**Task details**:
Reproduce the Shakespeare notes below word for word, from start to finish.

**Text segment**:
# # #

Monday, March 31, 2014

Monday March 31 2014


Monday March 31 2014
And now we’ve finished reading Pericles.  I’ve even written most of the first draft on the text.  There are still the intro and other analyses to read and the BBC production to watch but there is a possibility that the text will be up next week.

From Davis and Frankforter’s The Shakespeare Name Dictionary.
  • Hotspur, i.e. Henry Percy, was a real person and he had real reason to be annoyed with Henry IV as he is in Henry IV Parts One and Two but he wasn’t Prince Hal’s age (he was older) and he probably wasn’t killed by Prince Hal, as in Shakespeare’s plays.
  • Hybla was a town on Sicily near Syracuse known for its honey. It’s mentioned in Henry IV Part One and Julius Caesar.
Shakespeare sightings:
  • In the book Idiomantics – The Weird World of Popular Phrases by Philip Gooden and Peter Lewis there was one more Shakespeare reference. It was in the explanation for “What goes around comes around”: “Shakespeare has two versions...both negative. In King Lear, a fatally wounded character says ‘the wheel has come full circle’ acknowledging the justice of his death and referring to the wheel of fortune.  And in Twelfth Night, the humiliated Malvolio is told ‘thus the whirligig of time brings in [its] revenge.’”
  • In London a Social History by Roy Porter, we haven’t even quite reached Shakespeare’s time but there have already been three references:
    • Flemish artist Antonis van der Wyngaerde’s map “hints at the local colour Shakespeare dramatized though the Bankside theatres had not yet been built.”
    • Eastcheap, as we know, was where Falstaff liked to drink.

# # #

Lines of data
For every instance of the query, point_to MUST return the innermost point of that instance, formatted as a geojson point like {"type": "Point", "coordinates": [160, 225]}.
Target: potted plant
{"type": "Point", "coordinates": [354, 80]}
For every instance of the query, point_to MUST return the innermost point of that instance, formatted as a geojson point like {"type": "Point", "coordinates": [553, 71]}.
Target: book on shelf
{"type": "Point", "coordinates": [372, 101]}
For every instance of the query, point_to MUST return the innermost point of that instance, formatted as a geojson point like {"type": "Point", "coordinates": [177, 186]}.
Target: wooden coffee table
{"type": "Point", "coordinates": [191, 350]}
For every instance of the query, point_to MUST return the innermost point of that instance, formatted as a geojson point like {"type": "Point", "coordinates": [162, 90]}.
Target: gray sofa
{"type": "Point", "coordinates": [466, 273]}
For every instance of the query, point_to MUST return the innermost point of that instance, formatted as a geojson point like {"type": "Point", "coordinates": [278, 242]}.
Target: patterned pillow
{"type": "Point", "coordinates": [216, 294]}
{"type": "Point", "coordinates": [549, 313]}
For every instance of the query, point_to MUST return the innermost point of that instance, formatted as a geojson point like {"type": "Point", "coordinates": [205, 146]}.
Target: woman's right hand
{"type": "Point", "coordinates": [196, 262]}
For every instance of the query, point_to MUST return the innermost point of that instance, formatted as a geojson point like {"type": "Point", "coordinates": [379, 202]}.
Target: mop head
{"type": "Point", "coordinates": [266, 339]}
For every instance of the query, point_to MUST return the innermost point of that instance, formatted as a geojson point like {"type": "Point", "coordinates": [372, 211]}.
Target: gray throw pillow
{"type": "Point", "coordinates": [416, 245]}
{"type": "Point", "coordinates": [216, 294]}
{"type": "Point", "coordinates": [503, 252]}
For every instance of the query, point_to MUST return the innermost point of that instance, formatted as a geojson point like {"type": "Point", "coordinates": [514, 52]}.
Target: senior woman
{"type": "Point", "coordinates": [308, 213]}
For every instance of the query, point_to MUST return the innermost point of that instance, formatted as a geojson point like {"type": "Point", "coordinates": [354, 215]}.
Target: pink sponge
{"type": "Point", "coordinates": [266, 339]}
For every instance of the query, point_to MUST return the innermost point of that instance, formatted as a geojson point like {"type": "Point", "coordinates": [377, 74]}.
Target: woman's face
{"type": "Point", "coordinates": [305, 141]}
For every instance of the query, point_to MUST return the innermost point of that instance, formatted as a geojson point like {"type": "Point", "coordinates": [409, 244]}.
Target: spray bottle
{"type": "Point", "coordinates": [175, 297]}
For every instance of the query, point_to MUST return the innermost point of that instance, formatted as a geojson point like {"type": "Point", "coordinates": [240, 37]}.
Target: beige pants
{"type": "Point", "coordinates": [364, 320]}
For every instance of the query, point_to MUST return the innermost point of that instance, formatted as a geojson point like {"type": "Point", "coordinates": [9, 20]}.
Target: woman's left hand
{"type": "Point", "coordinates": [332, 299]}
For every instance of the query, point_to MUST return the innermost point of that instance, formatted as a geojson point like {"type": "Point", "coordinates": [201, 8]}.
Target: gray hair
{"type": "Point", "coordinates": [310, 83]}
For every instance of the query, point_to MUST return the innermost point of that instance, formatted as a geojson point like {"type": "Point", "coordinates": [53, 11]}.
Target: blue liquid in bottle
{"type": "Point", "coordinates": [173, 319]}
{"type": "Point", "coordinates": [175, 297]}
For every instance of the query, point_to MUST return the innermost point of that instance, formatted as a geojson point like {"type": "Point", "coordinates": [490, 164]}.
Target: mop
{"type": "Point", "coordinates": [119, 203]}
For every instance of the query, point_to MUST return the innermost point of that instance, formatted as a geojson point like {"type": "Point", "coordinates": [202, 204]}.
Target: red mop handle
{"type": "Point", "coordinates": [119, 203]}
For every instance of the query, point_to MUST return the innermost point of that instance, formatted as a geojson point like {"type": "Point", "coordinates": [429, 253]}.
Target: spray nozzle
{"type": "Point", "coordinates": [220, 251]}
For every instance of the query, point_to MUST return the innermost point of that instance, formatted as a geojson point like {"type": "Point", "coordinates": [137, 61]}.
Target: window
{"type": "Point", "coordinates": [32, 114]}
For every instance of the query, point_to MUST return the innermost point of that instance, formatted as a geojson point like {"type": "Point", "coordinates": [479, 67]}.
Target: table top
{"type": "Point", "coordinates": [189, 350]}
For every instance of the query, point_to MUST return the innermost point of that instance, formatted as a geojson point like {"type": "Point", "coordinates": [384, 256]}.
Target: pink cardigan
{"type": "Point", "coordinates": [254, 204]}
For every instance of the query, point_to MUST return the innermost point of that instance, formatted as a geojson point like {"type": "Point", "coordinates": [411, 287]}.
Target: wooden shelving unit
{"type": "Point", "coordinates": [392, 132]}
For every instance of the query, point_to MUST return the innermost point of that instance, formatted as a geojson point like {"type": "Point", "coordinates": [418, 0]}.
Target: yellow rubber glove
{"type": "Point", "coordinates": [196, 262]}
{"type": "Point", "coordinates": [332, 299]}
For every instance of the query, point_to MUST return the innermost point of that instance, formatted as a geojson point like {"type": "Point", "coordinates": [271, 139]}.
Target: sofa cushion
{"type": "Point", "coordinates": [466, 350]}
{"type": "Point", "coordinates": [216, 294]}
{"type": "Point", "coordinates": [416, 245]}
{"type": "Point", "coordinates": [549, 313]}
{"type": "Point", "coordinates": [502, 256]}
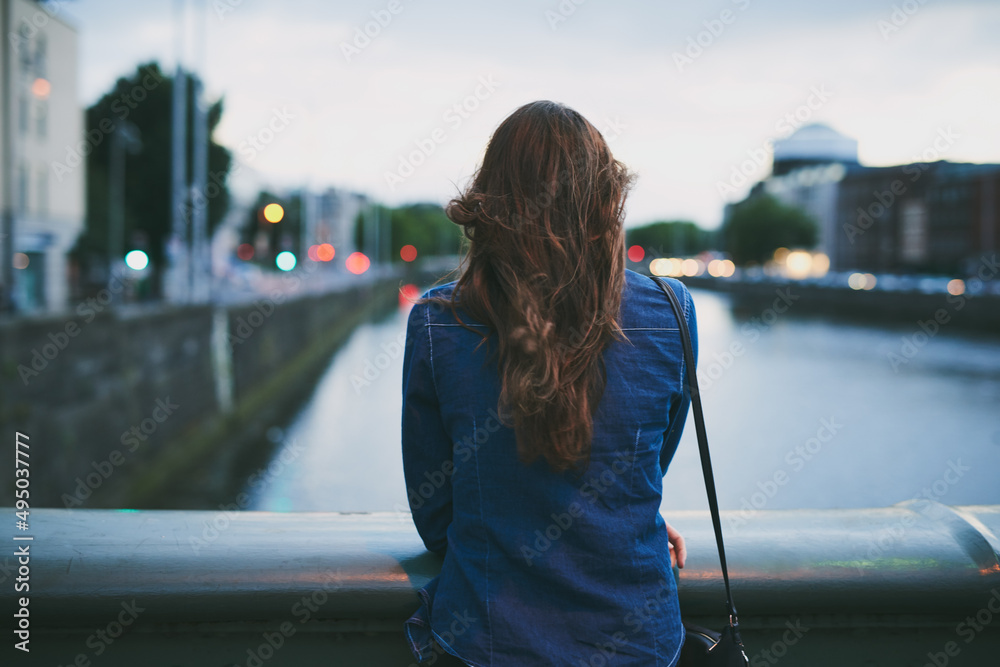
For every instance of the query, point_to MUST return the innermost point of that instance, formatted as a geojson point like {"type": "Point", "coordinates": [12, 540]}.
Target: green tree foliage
{"type": "Point", "coordinates": [144, 99]}
{"type": "Point", "coordinates": [424, 226]}
{"type": "Point", "coordinates": [677, 238]}
{"type": "Point", "coordinates": [760, 225]}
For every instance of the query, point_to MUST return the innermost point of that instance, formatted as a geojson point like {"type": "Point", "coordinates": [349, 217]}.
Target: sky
{"type": "Point", "coordinates": [685, 93]}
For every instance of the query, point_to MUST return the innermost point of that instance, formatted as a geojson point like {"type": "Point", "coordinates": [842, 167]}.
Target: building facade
{"type": "Point", "coordinates": [42, 208]}
{"type": "Point", "coordinates": [931, 217]}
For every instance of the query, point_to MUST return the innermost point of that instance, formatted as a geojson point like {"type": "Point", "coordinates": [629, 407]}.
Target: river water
{"type": "Point", "coordinates": [801, 413]}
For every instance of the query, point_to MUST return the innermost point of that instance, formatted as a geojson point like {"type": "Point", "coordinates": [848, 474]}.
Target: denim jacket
{"type": "Point", "coordinates": [544, 568]}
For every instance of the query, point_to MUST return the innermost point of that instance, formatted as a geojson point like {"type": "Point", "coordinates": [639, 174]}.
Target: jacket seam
{"type": "Point", "coordinates": [430, 351]}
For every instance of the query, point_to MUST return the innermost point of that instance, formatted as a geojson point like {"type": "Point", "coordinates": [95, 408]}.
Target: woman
{"type": "Point", "coordinates": [543, 398]}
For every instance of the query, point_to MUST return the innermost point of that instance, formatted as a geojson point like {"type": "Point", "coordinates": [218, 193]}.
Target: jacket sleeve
{"type": "Point", "coordinates": [427, 460]}
{"type": "Point", "coordinates": [678, 411]}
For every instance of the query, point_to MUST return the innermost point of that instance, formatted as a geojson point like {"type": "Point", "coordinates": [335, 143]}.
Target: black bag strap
{"type": "Point", "coordinates": [699, 422]}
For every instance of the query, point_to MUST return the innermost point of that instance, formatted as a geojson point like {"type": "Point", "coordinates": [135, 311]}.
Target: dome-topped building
{"type": "Point", "coordinates": [812, 145]}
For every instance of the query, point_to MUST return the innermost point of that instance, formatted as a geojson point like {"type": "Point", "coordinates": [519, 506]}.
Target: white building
{"type": "Point", "coordinates": [808, 167]}
{"type": "Point", "coordinates": [42, 125]}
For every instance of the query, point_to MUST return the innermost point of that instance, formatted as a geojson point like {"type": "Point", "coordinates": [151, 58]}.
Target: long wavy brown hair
{"type": "Point", "coordinates": [545, 270]}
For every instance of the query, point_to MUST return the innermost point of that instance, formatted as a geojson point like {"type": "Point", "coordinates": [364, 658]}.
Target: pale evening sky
{"type": "Point", "coordinates": [890, 74]}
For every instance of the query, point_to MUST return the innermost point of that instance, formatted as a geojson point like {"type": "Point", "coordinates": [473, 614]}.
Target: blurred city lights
{"type": "Point", "coordinates": [865, 281]}
{"type": "Point", "coordinates": [692, 267]}
{"type": "Point", "coordinates": [274, 213]}
{"type": "Point", "coordinates": [285, 261]}
{"type": "Point", "coordinates": [357, 263]}
{"type": "Point", "coordinates": [798, 264]}
{"type": "Point", "coordinates": [721, 268]}
{"type": "Point", "coordinates": [41, 88]}
{"type": "Point", "coordinates": [325, 252]}
{"type": "Point", "coordinates": [821, 265]}
{"type": "Point", "coordinates": [408, 294]}
{"type": "Point", "coordinates": [137, 260]}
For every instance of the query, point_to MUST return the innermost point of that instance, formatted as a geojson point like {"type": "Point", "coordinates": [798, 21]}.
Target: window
{"type": "Point", "coordinates": [43, 192]}
{"type": "Point", "coordinates": [24, 46]}
{"type": "Point", "coordinates": [41, 57]}
{"type": "Point", "coordinates": [42, 118]}
{"type": "Point", "coordinates": [23, 114]}
{"type": "Point", "coordinates": [22, 190]}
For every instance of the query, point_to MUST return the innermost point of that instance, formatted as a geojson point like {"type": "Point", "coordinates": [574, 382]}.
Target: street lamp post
{"type": "Point", "coordinates": [124, 138]}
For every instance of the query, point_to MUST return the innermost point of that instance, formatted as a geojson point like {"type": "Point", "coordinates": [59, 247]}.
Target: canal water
{"type": "Point", "coordinates": [801, 413]}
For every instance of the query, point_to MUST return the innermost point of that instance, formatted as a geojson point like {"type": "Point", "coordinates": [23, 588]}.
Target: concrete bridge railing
{"type": "Point", "coordinates": [913, 584]}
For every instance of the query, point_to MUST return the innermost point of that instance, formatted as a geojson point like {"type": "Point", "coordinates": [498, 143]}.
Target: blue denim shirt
{"type": "Point", "coordinates": [544, 568]}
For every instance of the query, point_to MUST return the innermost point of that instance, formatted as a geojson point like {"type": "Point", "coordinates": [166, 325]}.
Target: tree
{"type": "Point", "coordinates": [280, 236]}
{"type": "Point", "coordinates": [424, 226]}
{"type": "Point", "coordinates": [144, 99]}
{"type": "Point", "coordinates": [761, 224]}
{"type": "Point", "coordinates": [678, 238]}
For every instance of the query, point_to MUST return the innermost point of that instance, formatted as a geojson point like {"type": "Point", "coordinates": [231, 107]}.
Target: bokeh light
{"type": "Point", "coordinates": [274, 213]}
{"type": "Point", "coordinates": [285, 261]}
{"type": "Point", "coordinates": [408, 293]}
{"type": "Point", "coordinates": [325, 252]}
{"type": "Point", "coordinates": [137, 260]}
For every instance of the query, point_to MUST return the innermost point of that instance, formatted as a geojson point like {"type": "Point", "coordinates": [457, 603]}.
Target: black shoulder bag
{"type": "Point", "coordinates": [704, 647]}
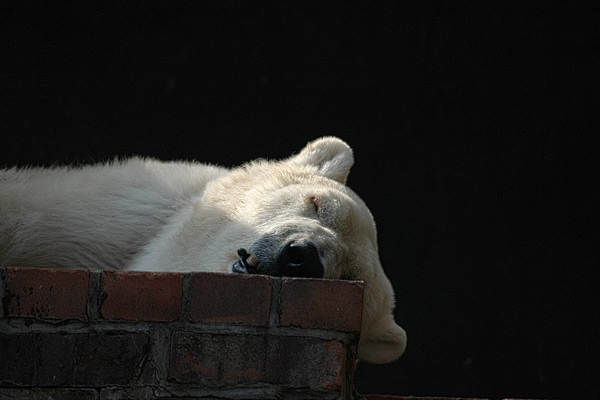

# # #

**Full response**:
Monday, March 31, 2014

Monday March 31 2014


Monday March 31 2014
And now we’ve finished reading Pericles.  I’ve even written most of the first draft on the text.  There are still the intro and other analyses to read and the BBC production to watch but there is a possibility that the text will be up next week.

From Davis and Frankforter’s The Shakespeare Name Dictionary.
  • Hotspur, i.e. Henry Percy, was a real person and he had real reason to be annoyed with Henry IV as he is in Henry IV Parts One and Two but he wasn’t Prince Hal’s age (he was older) and he probably wasn’t killed by Prince Hal, as in Shakespeare’s plays.
  • Hybla was a town on Sicily near Syracuse known for its honey. It’s mentioned in Henry IV Part One and Julius Caesar.
Shakespeare sightings:
  • In the book Idiomantics – The Weird World of Popular Phrases by Philip Gooden and Peter Lewis there was one more Shakespeare reference. It was in the explanation for “What goes around comes around”: “Shakespeare has two versions...both negative. In King Lear, a fatally wounded character says ‘the wheel has come full circle’ acknowledging the justice of his death and referring to the wheel of fortune.  And in Twelfth Night, the humiliated Malvolio is told ‘thus the whirligig of time brings in [its] revenge.’”
  • In London a Social History by Roy Porter, we haven’t even quite reached Shakespeare’s time but there have already been three references:
    • Flemish artist Antonis van der Wyngaerde’s map “hints at the local colour Shakespeare dramatized though the Bankside theatres had not yet been built.”
    • Eastcheap, as we know, was where Falstaff liked to drink.